Exercise
Set down the records again, keeping each line exactly as it is.

Stored data
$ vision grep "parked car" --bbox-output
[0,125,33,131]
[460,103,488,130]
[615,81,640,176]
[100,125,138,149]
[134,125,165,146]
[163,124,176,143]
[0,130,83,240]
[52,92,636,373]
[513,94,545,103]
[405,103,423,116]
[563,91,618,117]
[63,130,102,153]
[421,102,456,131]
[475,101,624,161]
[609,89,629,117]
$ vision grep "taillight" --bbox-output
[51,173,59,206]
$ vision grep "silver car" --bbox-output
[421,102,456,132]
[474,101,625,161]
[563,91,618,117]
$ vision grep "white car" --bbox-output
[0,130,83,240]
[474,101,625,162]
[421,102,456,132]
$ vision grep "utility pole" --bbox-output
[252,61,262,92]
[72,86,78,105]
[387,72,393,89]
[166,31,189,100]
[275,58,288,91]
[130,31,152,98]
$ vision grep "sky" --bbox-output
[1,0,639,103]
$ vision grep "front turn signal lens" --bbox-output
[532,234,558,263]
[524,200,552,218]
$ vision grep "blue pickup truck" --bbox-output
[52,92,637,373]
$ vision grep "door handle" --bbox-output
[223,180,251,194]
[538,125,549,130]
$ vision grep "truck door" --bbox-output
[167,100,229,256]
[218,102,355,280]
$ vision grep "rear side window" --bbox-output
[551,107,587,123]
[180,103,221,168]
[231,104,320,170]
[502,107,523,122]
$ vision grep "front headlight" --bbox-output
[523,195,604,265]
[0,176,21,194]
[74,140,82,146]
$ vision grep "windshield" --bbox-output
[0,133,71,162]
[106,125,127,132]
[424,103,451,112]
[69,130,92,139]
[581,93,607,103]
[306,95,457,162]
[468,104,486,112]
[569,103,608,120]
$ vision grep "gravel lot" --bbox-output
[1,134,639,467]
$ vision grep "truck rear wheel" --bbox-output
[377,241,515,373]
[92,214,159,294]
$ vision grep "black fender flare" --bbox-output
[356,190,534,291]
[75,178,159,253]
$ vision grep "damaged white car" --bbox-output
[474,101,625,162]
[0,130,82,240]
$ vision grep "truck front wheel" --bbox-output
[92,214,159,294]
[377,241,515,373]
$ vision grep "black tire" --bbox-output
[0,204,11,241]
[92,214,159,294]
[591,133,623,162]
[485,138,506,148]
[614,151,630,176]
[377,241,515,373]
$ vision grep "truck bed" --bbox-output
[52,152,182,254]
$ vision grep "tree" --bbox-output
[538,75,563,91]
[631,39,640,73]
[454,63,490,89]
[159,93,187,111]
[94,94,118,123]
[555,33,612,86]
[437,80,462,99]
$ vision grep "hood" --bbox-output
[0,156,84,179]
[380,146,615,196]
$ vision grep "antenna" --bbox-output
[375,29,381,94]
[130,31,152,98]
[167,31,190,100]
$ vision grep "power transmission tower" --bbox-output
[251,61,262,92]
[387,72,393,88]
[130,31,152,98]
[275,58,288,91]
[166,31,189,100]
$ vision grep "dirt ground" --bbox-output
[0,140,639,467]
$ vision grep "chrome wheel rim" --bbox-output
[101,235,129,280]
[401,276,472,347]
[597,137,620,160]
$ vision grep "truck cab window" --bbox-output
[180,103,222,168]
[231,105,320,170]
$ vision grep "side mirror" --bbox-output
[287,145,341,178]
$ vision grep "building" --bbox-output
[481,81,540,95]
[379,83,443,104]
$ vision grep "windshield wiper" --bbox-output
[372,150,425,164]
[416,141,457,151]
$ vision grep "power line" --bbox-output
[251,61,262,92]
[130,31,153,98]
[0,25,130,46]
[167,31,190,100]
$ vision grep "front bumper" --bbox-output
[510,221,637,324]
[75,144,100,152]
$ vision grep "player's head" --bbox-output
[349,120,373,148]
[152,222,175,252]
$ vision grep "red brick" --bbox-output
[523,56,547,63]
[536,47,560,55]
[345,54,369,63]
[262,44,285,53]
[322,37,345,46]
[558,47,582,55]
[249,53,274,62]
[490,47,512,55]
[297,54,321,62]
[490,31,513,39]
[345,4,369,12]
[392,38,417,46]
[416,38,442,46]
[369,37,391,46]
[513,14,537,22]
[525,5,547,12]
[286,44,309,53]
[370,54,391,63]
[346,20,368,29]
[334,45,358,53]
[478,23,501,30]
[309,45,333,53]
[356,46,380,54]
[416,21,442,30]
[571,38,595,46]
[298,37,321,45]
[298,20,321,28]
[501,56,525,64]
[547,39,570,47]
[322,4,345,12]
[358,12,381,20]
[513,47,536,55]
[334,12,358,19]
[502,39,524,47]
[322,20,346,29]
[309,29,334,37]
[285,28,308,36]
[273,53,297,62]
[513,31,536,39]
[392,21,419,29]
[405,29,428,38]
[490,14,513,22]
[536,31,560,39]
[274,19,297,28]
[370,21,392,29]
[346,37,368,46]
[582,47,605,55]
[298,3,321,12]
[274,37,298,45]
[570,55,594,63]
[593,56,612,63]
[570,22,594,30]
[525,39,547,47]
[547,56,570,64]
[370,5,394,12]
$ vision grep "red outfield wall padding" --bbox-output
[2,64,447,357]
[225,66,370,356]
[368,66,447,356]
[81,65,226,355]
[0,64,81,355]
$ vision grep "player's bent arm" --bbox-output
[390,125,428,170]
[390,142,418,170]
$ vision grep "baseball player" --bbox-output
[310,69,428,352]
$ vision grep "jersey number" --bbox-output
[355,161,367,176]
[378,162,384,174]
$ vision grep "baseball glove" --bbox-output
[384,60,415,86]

Answer
$ vision grep "parked car" --bbox-output
[0,125,33,131]
[460,103,488,130]
[615,81,640,176]
[100,125,138,149]
[134,125,165,146]
[163,124,176,143]
[0,130,83,240]
[52,92,636,373]
[513,94,545,103]
[405,103,423,116]
[563,91,618,117]
[63,130,102,153]
[421,102,456,131]
[475,101,624,161]
[609,89,629,117]
$ vision grep "taillight" --bbox-output
[51,173,59,206]
$ vision grep "silver car" --bbox-output
[421,102,456,132]
[474,101,625,161]
[563,91,618,117]
$ vision grep "white car" --bbox-output
[0,130,83,240]
[474,101,625,162]
[421,102,456,132]
$ vision grep "utility pole" --bbox-output
[252,61,262,92]
[72,86,78,105]
[387,72,393,89]
[166,31,189,100]
[275,58,288,91]
[130,31,152,98]
$ vision grep "sky" --bbox-output
[1,0,639,103]
$ vision grep "front turn signal lens" --bbox-output
[532,234,558,263]
[524,200,552,218]
$ vision grep "blue pickup truck" --bbox-output
[52,92,637,373]
$ vision grep "door handle" --bbox-output
[223,180,251,194]
[538,125,549,130]
$ vision grep "truck door" --bbox-output
[167,100,229,256]
[218,102,355,280]
$ vision grep "rear side window" --bbox-output
[551,107,587,123]
[180,103,221,168]
[231,104,320,170]
[502,107,523,122]
$ vision grep "front headlight" --bbox-output
[523,195,604,265]
[0,176,21,194]
[74,140,82,146]
$ vision grep "windshield" --bbox-output
[0,133,71,162]
[106,125,127,132]
[424,103,451,112]
[69,130,92,139]
[581,93,607,103]
[306,95,457,162]
[468,104,486,112]
[569,103,608,120]
$ vision grep "gravel lot" --bbox-output
[1,134,639,467]
$ vision grep "truck rear wheel" --bbox-output
[377,241,515,373]
[92,214,159,294]
$ vision grep "black fender flare" --bbox-output
[356,190,534,291]
[75,178,159,253]
$ vision grep "damaged white car" --bbox-output
[474,101,625,162]
[0,130,82,240]
$ vision grep "truck front wheel" --bbox-output
[92,214,159,294]
[377,241,515,373]
$ vision grep "black tire" --bbox-output
[0,204,11,241]
[92,214,159,294]
[591,133,623,162]
[485,138,506,148]
[614,151,630,176]
[377,241,515,373]
$ vision grep "truck bed" --bbox-output
[52,152,182,254]
$ vision grep "tree" --bbox-output
[538,75,563,91]
[631,39,640,73]
[454,63,490,89]
[159,93,187,111]
[94,94,118,123]
[555,33,612,86]
[437,80,462,99]
$ vision grep "hood" --bbox-output
[0,156,84,179]
[380,146,615,196]
$ vision grep "antenna" --bbox-output
[375,29,381,94]
[130,31,152,98]
[167,31,190,100]
$ vision grep "power transmission tower" --bbox-output
[251,61,262,92]
[387,72,393,88]
[130,31,152,98]
[275,58,288,91]
[166,31,189,100]
$ vision grep "dirt ground" --bbox-output
[0,140,639,467]
$ vision grep "chrome wheel rim" --bbox-output
[101,235,129,280]
[401,276,472,347]
[597,137,620,160]
$ vision grep "truck cab window" --bbox-output
[180,103,222,168]
[231,105,320,170]
$ vision grep "side mirror" --bbox-output
[287,145,341,178]
$ vision grep "building" --bbox-output
[481,81,540,95]
[379,83,443,104]
$ vision grep "windshield wiper" --bbox-output
[372,150,425,164]
[416,141,457,151]
$ vision grep "power line" --bbox-output
[251,61,262,92]
[130,31,153,98]
[0,25,130,46]
[167,31,190,100]
$ vision grep "front bumper" --bbox-output
[510,221,637,324]
[75,144,100,152]
$ vision grep "player's head" --bbox-output
[349,120,373,148]
[152,222,175,252]
$ vision grep "red brick" --bbox-output
[523,56,547,63]
[536,47,560,55]
[345,54,369,63]
[262,44,285,53]
[322,37,345,46]
[558,47,582,55]
[249,53,274,62]
[490,47,512,55]
[297,54,321,62]
[490,31,513,39]
[345,4,369,12]
[392,38,417,46]
[416,38,442,46]
[369,37,391,46]
[513,14,537,22]
[525,5,547,12]
[286,44,309,53]
[370,54,391,63]
[346,20,368,29]
[334,45,358,53]
[478,23,501,30]
[309,45,333,53]
[356,46,380,54]
[416,21,442,30]
[571,38,595,46]
[298,37,321,45]
[298,20,321,28]
[501,56,525,64]
[547,39,570,47]
[322,4,345,12]
[358,12,381,20]
[513,47,536,55]
[334,12,358,19]
[502,39,524,47]
[322,20,346,29]
[309,29,334,37]
[285,28,308,36]
[273,53,297,62]
[513,31,536,39]
[392,21,419,29]
[405,29,428,38]
[490,14,513,22]
[536,31,560,39]
[274,19,297,28]
[370,21,392,29]
[346,37,368,46]
[582,47,605,55]
[298,3,321,12]
[274,37,298,45]
[570,55,594,63]
[593,56,612,63]
[570,22,594,30]
[525,39,547,47]
[547,56,570,64]
[370,5,394,12]
$ vision grep "red outfield wall padding" --bbox-output
[2,64,447,357]
[225,66,370,356]
[368,66,447,356]
[81,65,226,355]
[0,64,81,355]
$ vision grep "player's bent arm" --bbox-output
[390,125,428,170]
[390,142,418,170]
$ vision grep "baseball player" --bbox-output
[310,69,428,352]
$ vision grep "jersey number" --bbox-output
[355,161,367,176]
[378,162,384,174]
$ vision grep "baseball glove" --bbox-output
[384,60,415,86]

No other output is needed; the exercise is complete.